CHALLENGES:
1 – List every video game title named in the newsletter on PC gaming history below.
2 – Pick up the newsletter on PC gaming history below and continue it from its final sentence.

PROVIDED PASSAGE:
═══
Friday, June 2, 2023

Next Week Build Gaming PC Games New Appreciation Plug and Play

In this week’s newsletter: Consoles are plug-and-play, but starting from scratch gave me new appreciation for everything that goes into making games


Next week I am going to build a gaming PC. I’ve done it once before and wrote an article about what a nightmare the process was – although the issue turned out to be with the USB stick I used to install the motherboard update patch and … well, don’t get me started. The thing is, I figured it out because when you have played PC games for as long as I have, you know that figuring technical stuff out is a key part of the experience.


While games consoles have always been pure plug-and-play experiences, PC games have definitely not. When I started playing in the early 1990s, they came on multiple floppy discs – The Secret of Monkey Island was on eight – and you had to keep swapping them in and out of the drive, like feeding a voracious robot. 


Not that you necessarily bought complete games back then. I first played Wolfenstein 3D when my friend got the first couple of levels free on a magazine cover disc. That’s how a lot of games were distributed – the famed shareware model. Once you’d played the sample, you were supposed to contact the publisher to get the full game sent to you. 


Comparatively few people had the internet back then, so as a distribution model it made a lot of sense. It’s rumoured that there were once more copies of the shareware version of Doom (pictured below) on PCs than there were copies of Microsoft Windows 95. This was just another oddity of being a PC gamer – having a drawer full of magazine front cover discs crammed with shareware and public domain mini games.


In the days before Windows 95, most games ran on MS-DOS and you had to install them by using a command-line interface to enter DOS prompts – yes, you typed into your computer to make it do stuff! Then different games required you to manage different types of memory and sometimes create boot disks with custom autoexec.bat and config.sys files. Oh and you had to intricately configure your sound drivers and your graphics card, usually through a never-ending cascade of option menus. The confusion ramped up when Windows became more popular because not all game devs were totally on board. I still have a copy of the 1994 classic Colonization, whose instruction manual states: “This game has not been tested under Microsoft Windows; therefore we suggest you do not use it with Windows. Chances are very good that the two will not work together.” That counted as tech support in the mid-90s.


When Windows 95 became more stable, things started to change. Microsoft launched its Direct X technology, a group of applications designed to standardise how games were developed and played on PCs. But it didn’t actually get much easier. Instead, 3D graphics accelerator cards such as the 3Dfx and PowerVR arrived and we had to learn a whole new set of exciting compatibility and performance paradigms. And there were still issues with multiple disks, even in the new era of CD-Roms, which stored a lot more data than floppy disks. Unfortunately, developers started filling them with video clips and CD-quality sounds, birthing the craze for “interactive movies”. The supernatural adventure game Phantasmagoria came on seven CDs! Seven! It was crazy.
═══
PROVIDED DATA:
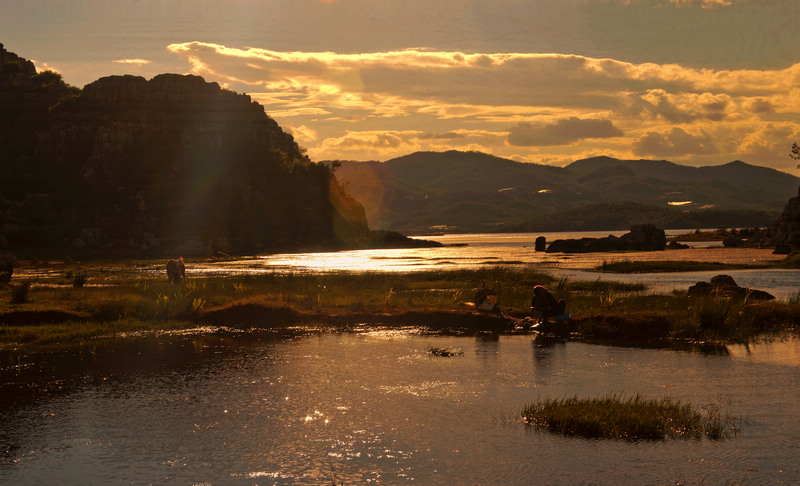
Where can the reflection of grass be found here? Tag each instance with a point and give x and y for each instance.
(662, 266)
(627, 418)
═══
ANSWERS IN ORDER:
1 –
The Secret of Monkey Island
Wolfenstein 3D
Doom
Colonization
Phantasmagoria

2 –
What I’m trying to say is, PC gamers have to be tinkerers, and this has always been the case. It’s a different sort of relationship than console gamers. Even before I built my first PC, I knew about the basic structure of the machine – the role of the motherboard as the sort of nerve centre, the CPU as brain, then the system memory, the hard-drive, the graphics processor. 


I knew how they interoperated, I knew how to install drivers. I secretly like this process, even though it is often frustrating. I like the camaraderie it creates between gamers as they desperately attempt to solve each other’s hardware incompatibilities. I like that people are so incredibly invested in their builds and the craft that went into them, like car fanatics, or wine connoisseurs.


Even now, when we have digital stores such as Steam and Epic to manage and streamline theprocess, PC gamers still need to get their hands dirty. You have to configure the performance parameters of any new title to align with your own specific PC build. Does your machine support high-dynamic range lighting? Can it run a new game in 4K? Is switching ray tracing on going to slow everything down to a grind?


Knowing the limits of a machine you built (or painstakingly ordered from a site that builds them for you), teaches you a bit about the complexity of the game development process – how sometimes, things just don’t work and there could be a million reasons why. Conversely, this little degree of technical knowledge also makes PC owners incredibly exacting and demanding consumers. The past year has seen several major publishers struggling with the PC builds of their latest titles – The Last of Us, Forspoken, Star Wars Jedi: Survivor and the recent Redfall all had PC versions that were cursed with bugs and performance issues. Incandescent players review-bombed score aggregation sites and saturated forums and social media with raging lists of complaints. Developers will often point to the complexity of the PC space – the sheer variety of hardware builds they have to support and optimise for, but often the feeling is that PC gamers are being short-changed with poor ports of games that have been built with PS5 and Xbox Series X in mind.


It’s a complicated and humbling process owing a PC. As its components age, your system gradually slips down the ranks from cutting edge to minimum required performance. You can upgrade parts, of course, but it will eventually become easier to move on and start from scratch. I sometimes get pangs of guilt looking at the graveyard of old PCs and components littering my games room. These were my proudest possessions once. The Pentium I discovered The Sims and Half-Life on, the first PC I owned that could run the original Far Cry at a decent rate. They’re useless now, fit only for the recycling centre, and with them will go the gamer I once was.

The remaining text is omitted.